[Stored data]
⟨
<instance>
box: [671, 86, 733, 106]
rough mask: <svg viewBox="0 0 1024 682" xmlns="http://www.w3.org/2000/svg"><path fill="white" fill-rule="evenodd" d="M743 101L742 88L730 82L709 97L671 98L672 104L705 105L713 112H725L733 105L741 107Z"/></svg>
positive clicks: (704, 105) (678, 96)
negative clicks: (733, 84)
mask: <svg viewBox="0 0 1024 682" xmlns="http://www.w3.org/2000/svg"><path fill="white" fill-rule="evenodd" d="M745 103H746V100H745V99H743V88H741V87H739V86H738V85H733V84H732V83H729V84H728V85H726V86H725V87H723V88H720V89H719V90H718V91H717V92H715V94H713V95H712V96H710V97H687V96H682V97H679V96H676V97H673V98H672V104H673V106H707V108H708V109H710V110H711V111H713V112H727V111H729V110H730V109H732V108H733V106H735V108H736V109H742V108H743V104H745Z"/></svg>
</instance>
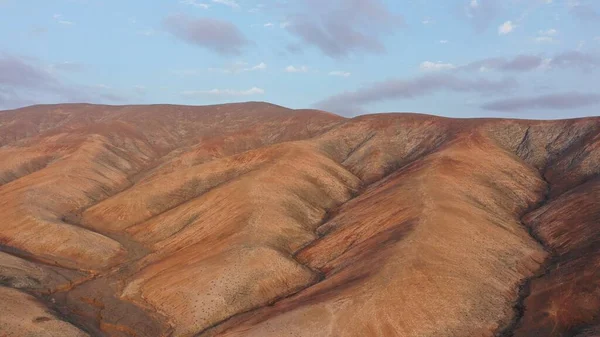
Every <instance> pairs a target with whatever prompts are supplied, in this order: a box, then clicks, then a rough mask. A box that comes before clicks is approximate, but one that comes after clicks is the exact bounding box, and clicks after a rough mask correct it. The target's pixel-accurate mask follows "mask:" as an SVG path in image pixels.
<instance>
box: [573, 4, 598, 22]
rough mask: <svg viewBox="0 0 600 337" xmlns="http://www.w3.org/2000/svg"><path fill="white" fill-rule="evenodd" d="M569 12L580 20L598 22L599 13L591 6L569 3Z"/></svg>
mask: <svg viewBox="0 0 600 337" xmlns="http://www.w3.org/2000/svg"><path fill="white" fill-rule="evenodd" d="M569 5H570V7H571V8H570V12H571V14H572V15H573V16H575V17H576V18H578V19H580V20H585V21H592V22H598V21H600V13H598V12H597V11H596V10H595V9H594V8H593V7H592V6H590V5H589V4H586V3H581V2H579V1H571V2H570V4H569Z"/></svg>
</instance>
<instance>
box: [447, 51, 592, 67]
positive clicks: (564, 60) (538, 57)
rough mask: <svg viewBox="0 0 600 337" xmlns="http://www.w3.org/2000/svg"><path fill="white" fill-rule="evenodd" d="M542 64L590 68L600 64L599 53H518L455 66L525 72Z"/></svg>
mask: <svg viewBox="0 0 600 337" xmlns="http://www.w3.org/2000/svg"><path fill="white" fill-rule="evenodd" d="M542 66H545V67H548V68H573V69H583V70H590V69H592V68H595V67H598V66H600V55H598V54H591V53H584V52H580V51H566V52H562V53H559V54H556V55H555V56H554V57H553V58H548V59H545V58H543V57H541V56H537V55H518V56H516V57H514V58H510V59H509V58H504V57H494V58H487V59H483V60H479V61H475V62H471V63H469V64H467V65H464V66H460V67H457V68H456V69H457V70H469V71H470V70H497V71H507V72H527V71H532V70H535V69H538V68H540V67H542Z"/></svg>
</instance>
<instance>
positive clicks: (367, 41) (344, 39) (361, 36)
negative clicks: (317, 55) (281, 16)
mask: <svg viewBox="0 0 600 337" xmlns="http://www.w3.org/2000/svg"><path fill="white" fill-rule="evenodd" d="M293 12H294V13H295V14H292V15H291V16H290V18H289V25H287V26H286V29H287V30H288V31H289V32H290V33H291V34H293V35H295V36H296V37H298V38H299V39H300V40H301V41H302V42H304V43H305V44H307V45H311V46H314V47H316V48H318V49H320V50H321V51H322V52H323V53H324V54H326V55H328V56H330V57H334V58H338V57H343V56H347V55H348V54H351V53H356V52H370V53H381V52H384V51H385V47H384V45H383V43H382V42H381V40H380V37H381V35H382V34H386V33H391V32H392V31H393V29H394V28H397V27H398V26H400V25H402V24H403V20H402V18H401V17H400V16H398V15H395V14H393V13H391V12H390V11H389V10H388V9H387V8H386V7H385V6H384V5H383V3H382V2H381V1H380V0H331V1H321V0H302V1H300V7H299V8H295V9H293Z"/></svg>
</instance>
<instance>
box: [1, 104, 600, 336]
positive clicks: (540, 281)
mask: <svg viewBox="0 0 600 337" xmlns="http://www.w3.org/2000/svg"><path fill="white" fill-rule="evenodd" d="M598 177H600V118H588V119H577V120H565V121H525V120H501V119H465V120H460V119H449V118H441V117H435V116H427V115H419V114H381V115H369V116H360V117H357V118H353V119H344V118H342V117H338V116H335V115H332V114H329V113H326V112H321V111H315V110H291V109H286V108H283V107H279V106H275V105H271V104H265V103H255V102H250V103H240V104H226V105H216V106H206V107H185V106H171V105H156V106H96V105H87V104H75V105H55V106H35V107H30V108H24V109H18V110H13V111H5V112H0V217H1V218H2V219H3V221H2V222H0V307H1V308H0V310H4V311H2V312H5V313H6V314H5V315H4V316H3V317H2V318H1V319H0V335H2V333H4V334H7V335H8V336H20V335H22V333H24V332H27V333H29V334H33V335H36V334H37V335H42V336H43V335H49V336H50V335H52V334H55V335H56V334H57V333H61V334H63V335H72V336H84V335H90V336H119V337H120V336H149V337H150V336H197V335H201V336H217V335H218V336H285V335H292V336H495V335H500V336H512V335H514V336H531V335H544V336H575V335H577V334H578V335H579V336H582V337H583V336H588V337H589V336H593V335H594V333H595V332H594V331H597V329H598V324H600V321H598V319H597V317H598V313H599V311H598V310H599V308H600V302H599V298H600V297H599V296H598V284H600V275H598V273H596V272H595V270H596V269H597V268H595V267H594V266H597V265H598V263H599V262H600V261H599V260H598V256H600V255H599V254H600V253H599V252H598V251H597V249H596V247H598V246H600V245H599V244H598V239H599V237H598V235H596V234H597V232H598V228H597V224H598V223H600V219H599V214H600V213H599V212H600V205H599V204H598V200H600V196H599V195H598V186H599V185H598ZM28 307H31V308H35V309H32V310H30V311H29V312H26V311H27V310H26V308H28Z"/></svg>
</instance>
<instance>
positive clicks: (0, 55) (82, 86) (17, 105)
mask: <svg viewBox="0 0 600 337" xmlns="http://www.w3.org/2000/svg"><path fill="white" fill-rule="evenodd" d="M124 99H125V98H123V97H120V96H118V95H115V94H112V93H105V92H100V91H99V90H98V88H94V87H89V86H72V85H67V84H65V83H63V82H62V81H61V80H60V79H59V78H58V77H56V76H55V75H54V74H53V73H50V72H48V71H46V70H44V68H43V67H40V66H37V65H36V64H34V63H33V61H32V60H31V59H27V58H23V57H17V56H14V55H9V54H6V53H2V52H0V108H2V109H10V108H17V107H21V106H25V105H31V104H38V103H48V102H61V103H63V102H97V103H102V102H117V101H118V102H122V101H123V100H124Z"/></svg>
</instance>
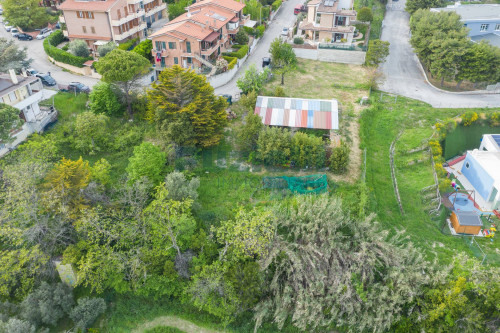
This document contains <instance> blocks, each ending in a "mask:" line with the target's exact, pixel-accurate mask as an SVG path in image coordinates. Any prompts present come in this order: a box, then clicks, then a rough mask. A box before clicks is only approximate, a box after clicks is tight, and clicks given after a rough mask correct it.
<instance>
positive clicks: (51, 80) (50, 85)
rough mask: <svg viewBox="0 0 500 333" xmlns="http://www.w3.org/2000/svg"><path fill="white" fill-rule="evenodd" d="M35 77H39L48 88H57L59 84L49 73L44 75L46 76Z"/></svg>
mask: <svg viewBox="0 0 500 333" xmlns="http://www.w3.org/2000/svg"><path fill="white" fill-rule="evenodd" d="M35 76H36V77H39V78H40V80H42V83H43V84H44V85H46V86H49V87H52V86H55V85H56V84H57V83H56V80H54V78H53V77H52V76H50V74H49V73H44V74H41V73H38V74H35Z"/></svg>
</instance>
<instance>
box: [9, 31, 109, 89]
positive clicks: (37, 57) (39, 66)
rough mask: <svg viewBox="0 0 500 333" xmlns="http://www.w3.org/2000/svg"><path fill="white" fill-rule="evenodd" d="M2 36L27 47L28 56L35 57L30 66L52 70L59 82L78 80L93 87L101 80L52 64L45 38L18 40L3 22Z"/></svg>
⟩
• The problem: Exactly as written, restate the lines above from the opening line through the one holding "box: [573, 4, 598, 22]", omitting the pictures.

• Answer below:
<instance>
box: [671, 86, 733, 106]
rough mask: <svg viewBox="0 0 1024 682" xmlns="http://www.w3.org/2000/svg"><path fill="white" fill-rule="evenodd" d="M743 101L742 88L730 82L709 97L671 98L672 104L705 105L713 112H725L733 105L741 107Z"/></svg>
positive clicks: (704, 105) (678, 96)
negative clicks: (733, 84)
mask: <svg viewBox="0 0 1024 682" xmlns="http://www.w3.org/2000/svg"><path fill="white" fill-rule="evenodd" d="M745 103H746V100H745V99H743V88H741V87H739V86H738V85H733V84H732V83H729V84H728V85H726V86H725V87H723V88H720V89H719V90H718V91H717V92H715V94H713V95H712V96H710V97H687V96H682V97H679V96H676V97H673V98H672V104H673V106H707V108H708V109H710V110H711V111H713V112H727V111H729V110H730V109H732V108H733V106H735V108H736V109H742V108H743V104H745Z"/></svg>
</instance>
Every <instance> pairs a target with whatever prompts are supplied, in this order: a box, then clicks, then a rough mask. A box that comes before clicks is approximate, but one that comes after clicks is the exact bounding box, and clicks after a rough mask correct it. The target's pixel-accurate mask follows "mask:" as an SVG path in image pixels.
<instance>
box: [573, 4, 598, 22]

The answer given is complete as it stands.